## WORK TO BE COMPLETED:
Please keep to the lines below from the one with "of the pile" through the one with "the worker in", and restate them word for word, ends included.

Stored data entries

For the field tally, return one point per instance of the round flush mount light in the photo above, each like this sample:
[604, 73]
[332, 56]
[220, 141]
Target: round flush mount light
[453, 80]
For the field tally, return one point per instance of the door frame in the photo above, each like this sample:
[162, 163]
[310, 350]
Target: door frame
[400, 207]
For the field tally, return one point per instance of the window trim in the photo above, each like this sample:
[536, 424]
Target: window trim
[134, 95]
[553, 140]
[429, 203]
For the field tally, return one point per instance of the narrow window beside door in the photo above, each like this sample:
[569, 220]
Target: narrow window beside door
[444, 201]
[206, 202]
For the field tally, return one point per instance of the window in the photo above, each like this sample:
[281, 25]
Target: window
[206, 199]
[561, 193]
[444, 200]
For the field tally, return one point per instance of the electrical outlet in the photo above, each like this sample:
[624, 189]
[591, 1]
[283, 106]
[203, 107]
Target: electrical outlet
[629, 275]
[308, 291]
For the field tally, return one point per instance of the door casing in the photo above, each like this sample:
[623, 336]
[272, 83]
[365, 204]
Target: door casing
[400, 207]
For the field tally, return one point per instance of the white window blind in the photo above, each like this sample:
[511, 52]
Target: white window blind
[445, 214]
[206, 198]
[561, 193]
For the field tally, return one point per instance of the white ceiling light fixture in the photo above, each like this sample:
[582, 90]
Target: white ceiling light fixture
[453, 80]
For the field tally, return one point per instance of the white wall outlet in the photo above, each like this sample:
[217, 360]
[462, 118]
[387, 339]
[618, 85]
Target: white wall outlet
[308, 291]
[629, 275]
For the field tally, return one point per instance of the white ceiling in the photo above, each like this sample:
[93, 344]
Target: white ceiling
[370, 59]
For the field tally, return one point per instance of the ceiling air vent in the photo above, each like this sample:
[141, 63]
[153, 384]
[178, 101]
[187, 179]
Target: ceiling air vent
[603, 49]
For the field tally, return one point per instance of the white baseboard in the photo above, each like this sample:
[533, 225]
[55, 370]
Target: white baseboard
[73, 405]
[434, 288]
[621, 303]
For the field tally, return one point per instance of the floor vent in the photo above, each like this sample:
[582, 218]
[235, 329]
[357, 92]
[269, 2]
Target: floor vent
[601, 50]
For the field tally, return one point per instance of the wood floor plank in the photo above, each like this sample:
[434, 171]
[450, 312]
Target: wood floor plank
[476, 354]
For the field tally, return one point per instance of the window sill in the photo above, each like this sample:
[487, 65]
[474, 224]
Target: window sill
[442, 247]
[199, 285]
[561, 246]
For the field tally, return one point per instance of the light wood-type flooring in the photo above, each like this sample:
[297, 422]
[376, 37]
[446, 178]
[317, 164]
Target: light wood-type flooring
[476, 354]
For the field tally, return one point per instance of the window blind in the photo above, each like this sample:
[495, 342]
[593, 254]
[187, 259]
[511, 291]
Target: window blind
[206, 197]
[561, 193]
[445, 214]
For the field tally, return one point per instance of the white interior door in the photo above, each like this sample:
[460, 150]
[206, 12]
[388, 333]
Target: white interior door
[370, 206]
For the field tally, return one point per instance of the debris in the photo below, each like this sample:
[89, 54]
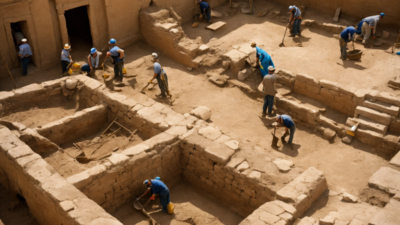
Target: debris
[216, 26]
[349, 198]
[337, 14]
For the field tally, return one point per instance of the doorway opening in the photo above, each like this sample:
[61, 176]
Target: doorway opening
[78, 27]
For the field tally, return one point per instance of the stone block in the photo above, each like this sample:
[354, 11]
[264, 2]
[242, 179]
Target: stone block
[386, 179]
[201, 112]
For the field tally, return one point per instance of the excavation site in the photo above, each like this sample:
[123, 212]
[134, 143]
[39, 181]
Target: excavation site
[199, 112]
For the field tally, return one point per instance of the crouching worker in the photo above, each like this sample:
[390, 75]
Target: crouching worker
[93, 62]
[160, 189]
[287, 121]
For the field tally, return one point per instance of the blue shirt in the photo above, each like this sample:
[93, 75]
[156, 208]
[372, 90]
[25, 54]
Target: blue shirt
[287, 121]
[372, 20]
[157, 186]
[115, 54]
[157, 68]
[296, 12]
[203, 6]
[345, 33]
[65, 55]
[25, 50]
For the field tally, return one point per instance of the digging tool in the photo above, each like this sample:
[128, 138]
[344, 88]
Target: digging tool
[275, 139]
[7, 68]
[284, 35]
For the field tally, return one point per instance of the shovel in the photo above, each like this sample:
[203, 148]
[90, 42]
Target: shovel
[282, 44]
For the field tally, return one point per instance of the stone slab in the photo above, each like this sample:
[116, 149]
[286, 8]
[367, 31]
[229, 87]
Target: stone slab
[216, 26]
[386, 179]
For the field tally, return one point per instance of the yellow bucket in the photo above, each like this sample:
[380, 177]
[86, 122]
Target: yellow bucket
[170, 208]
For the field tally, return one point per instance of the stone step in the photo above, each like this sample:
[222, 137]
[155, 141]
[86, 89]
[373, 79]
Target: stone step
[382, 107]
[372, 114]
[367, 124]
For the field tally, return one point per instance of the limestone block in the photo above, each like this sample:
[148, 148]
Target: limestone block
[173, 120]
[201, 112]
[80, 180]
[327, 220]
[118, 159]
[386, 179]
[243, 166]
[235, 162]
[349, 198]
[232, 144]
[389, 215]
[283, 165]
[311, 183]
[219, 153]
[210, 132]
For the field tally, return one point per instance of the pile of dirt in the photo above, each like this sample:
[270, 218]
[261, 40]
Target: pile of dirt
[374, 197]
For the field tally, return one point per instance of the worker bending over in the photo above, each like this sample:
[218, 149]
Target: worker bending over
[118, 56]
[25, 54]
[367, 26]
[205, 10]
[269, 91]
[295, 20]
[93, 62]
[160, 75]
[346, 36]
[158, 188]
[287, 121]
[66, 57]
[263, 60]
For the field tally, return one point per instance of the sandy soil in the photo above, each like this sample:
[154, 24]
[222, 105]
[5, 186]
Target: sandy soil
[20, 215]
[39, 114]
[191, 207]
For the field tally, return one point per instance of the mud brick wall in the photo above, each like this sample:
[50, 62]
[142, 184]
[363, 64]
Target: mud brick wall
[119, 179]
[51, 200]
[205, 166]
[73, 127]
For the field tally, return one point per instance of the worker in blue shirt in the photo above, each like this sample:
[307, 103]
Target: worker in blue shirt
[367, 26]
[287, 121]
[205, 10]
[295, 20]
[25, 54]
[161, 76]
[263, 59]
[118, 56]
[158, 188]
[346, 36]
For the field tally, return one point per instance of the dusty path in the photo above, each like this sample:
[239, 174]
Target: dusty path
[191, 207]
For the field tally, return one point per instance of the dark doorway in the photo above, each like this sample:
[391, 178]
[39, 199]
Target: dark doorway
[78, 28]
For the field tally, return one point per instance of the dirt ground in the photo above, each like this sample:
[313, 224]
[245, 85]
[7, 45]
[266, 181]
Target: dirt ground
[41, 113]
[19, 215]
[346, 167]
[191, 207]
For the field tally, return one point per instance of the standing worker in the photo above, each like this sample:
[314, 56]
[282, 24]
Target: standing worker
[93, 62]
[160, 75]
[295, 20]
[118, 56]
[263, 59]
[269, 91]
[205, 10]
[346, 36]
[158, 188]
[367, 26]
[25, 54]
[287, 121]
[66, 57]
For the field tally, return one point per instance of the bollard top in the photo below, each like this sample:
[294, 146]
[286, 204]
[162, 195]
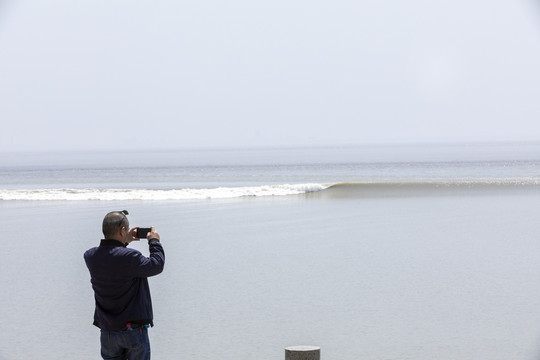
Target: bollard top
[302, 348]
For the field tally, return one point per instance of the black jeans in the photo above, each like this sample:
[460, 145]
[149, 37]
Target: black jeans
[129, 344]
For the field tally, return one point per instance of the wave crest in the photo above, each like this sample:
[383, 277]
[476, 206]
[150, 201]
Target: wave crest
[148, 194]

---

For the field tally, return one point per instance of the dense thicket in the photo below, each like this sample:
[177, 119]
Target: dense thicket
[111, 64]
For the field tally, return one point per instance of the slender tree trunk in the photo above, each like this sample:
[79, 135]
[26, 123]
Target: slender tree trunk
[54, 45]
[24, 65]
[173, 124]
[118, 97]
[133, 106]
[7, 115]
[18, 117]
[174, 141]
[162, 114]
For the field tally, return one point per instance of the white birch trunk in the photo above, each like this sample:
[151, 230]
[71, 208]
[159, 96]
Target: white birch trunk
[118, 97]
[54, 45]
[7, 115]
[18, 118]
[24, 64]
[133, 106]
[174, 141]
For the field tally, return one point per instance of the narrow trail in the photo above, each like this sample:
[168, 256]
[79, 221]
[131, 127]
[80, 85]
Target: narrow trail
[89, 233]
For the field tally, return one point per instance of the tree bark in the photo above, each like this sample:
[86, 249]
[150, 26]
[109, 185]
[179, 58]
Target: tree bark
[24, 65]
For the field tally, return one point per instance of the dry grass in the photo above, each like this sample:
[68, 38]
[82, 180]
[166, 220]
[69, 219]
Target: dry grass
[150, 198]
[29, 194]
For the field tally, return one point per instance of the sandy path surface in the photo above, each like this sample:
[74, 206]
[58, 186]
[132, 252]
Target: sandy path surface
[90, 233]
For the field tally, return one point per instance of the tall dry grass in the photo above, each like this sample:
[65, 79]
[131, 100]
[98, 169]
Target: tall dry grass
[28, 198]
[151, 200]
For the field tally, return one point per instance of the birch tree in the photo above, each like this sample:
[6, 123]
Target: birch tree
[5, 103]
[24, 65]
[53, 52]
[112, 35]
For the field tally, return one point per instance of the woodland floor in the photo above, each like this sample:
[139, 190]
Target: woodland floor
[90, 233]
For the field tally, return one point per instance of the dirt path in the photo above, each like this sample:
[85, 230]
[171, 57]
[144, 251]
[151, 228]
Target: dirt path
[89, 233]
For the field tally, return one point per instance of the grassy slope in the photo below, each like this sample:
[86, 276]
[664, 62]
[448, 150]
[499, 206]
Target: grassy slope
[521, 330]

* * *

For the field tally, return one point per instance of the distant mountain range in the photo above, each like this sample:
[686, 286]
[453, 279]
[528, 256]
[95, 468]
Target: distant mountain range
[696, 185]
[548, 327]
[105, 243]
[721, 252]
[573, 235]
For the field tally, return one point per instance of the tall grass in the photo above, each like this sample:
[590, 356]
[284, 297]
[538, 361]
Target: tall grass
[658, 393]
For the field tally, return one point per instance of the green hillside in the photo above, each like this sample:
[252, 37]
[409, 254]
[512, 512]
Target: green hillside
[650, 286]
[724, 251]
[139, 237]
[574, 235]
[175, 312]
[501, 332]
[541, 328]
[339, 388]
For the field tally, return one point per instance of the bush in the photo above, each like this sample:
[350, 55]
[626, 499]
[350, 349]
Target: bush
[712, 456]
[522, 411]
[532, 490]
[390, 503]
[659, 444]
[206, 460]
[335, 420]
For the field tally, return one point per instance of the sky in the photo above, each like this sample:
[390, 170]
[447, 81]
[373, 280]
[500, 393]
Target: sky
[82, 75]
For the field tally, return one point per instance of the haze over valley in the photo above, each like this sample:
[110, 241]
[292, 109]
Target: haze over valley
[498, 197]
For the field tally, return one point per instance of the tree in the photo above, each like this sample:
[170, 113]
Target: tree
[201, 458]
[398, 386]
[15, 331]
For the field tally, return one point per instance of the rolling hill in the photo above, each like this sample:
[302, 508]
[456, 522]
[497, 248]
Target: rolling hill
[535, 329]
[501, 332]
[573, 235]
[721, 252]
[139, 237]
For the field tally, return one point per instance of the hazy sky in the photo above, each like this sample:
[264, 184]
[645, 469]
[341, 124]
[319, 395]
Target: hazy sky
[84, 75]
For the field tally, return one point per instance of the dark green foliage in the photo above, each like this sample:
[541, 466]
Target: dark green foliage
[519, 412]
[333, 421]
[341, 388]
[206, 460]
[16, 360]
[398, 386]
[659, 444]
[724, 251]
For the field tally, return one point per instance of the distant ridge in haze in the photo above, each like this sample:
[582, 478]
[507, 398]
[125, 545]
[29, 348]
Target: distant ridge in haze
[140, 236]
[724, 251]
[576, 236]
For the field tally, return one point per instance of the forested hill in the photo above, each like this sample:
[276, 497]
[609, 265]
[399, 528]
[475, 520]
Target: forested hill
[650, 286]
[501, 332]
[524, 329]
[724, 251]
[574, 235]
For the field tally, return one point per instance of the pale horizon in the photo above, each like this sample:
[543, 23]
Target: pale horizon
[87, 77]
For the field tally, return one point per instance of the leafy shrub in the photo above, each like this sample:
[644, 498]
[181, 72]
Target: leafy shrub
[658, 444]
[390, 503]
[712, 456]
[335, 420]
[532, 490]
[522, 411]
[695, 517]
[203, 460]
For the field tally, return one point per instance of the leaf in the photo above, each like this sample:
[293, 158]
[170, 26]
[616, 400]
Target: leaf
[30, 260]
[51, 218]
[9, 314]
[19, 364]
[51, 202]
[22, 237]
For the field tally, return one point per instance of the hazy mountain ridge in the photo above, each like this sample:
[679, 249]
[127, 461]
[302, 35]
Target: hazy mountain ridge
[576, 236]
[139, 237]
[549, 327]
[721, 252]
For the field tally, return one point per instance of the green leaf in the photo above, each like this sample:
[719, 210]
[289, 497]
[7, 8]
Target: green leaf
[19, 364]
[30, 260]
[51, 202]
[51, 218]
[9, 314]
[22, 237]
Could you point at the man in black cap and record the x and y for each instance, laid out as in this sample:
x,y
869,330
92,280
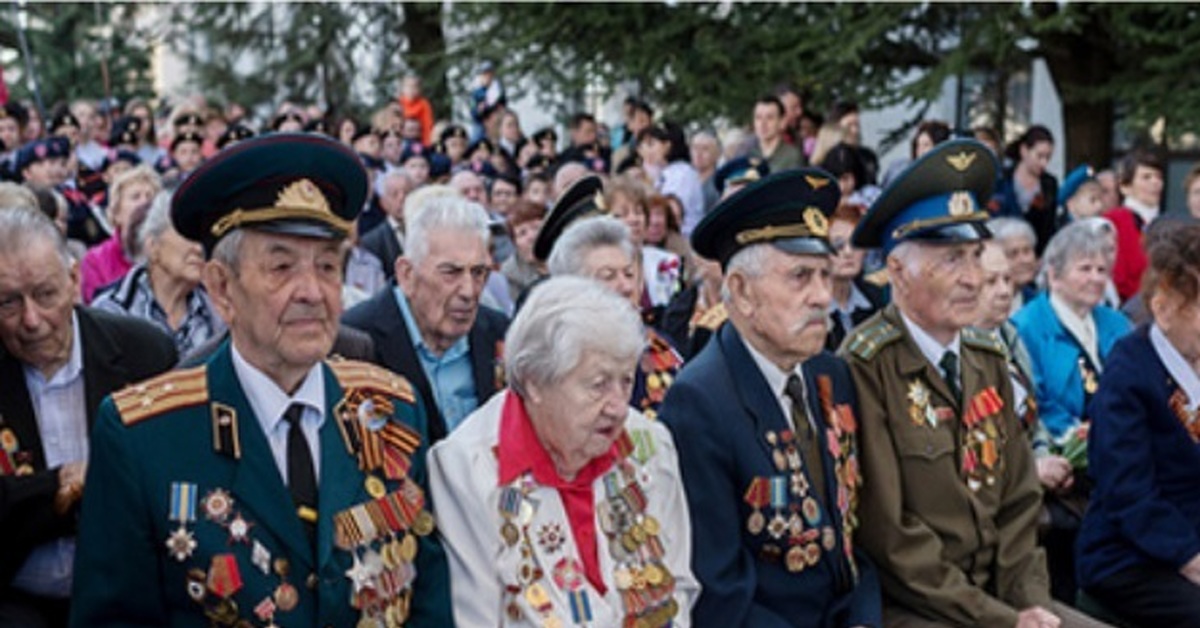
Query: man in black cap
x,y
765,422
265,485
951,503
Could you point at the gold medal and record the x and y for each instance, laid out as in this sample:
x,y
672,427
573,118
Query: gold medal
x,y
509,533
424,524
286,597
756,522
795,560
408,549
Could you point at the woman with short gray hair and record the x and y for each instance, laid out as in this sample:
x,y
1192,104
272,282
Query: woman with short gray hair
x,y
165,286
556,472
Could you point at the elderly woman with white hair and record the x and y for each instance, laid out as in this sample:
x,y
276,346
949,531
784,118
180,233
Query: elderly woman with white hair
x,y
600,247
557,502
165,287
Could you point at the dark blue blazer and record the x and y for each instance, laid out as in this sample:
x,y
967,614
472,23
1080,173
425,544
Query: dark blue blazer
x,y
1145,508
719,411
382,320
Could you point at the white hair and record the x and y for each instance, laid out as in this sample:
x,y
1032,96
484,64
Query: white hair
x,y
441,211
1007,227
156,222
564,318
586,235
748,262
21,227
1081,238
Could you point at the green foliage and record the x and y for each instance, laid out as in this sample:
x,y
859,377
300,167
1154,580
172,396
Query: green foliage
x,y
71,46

## SOLUTION:
For the field tally, return one point per instance of the pile of dirt in the photo above, each like this sample:
[270, 218]
[261, 40]
Target: pile of dirt
[374, 197]
For the field tally, return one point per instance of the worker bending over in the photo above, each like this sample:
[218, 149]
Target: worker bending over
[118, 56]
[25, 54]
[367, 26]
[205, 10]
[269, 91]
[295, 20]
[93, 62]
[160, 75]
[346, 36]
[158, 188]
[287, 121]
[66, 57]
[263, 60]
For the field tally, return one point per instance of the sandy soil in the photo above, each like this sample:
[154, 24]
[222, 105]
[5, 186]
Target: sandy soil
[20, 215]
[39, 114]
[191, 207]
For the field tally, return one point per instance of the mud brick wall in the photo above, each like this sample:
[50, 62]
[142, 184]
[363, 64]
Target: mud brick wall
[119, 179]
[51, 200]
[205, 166]
[73, 127]
For the field tally, return one point per instance of the worker in blue shirt in the photo above, each like this sample:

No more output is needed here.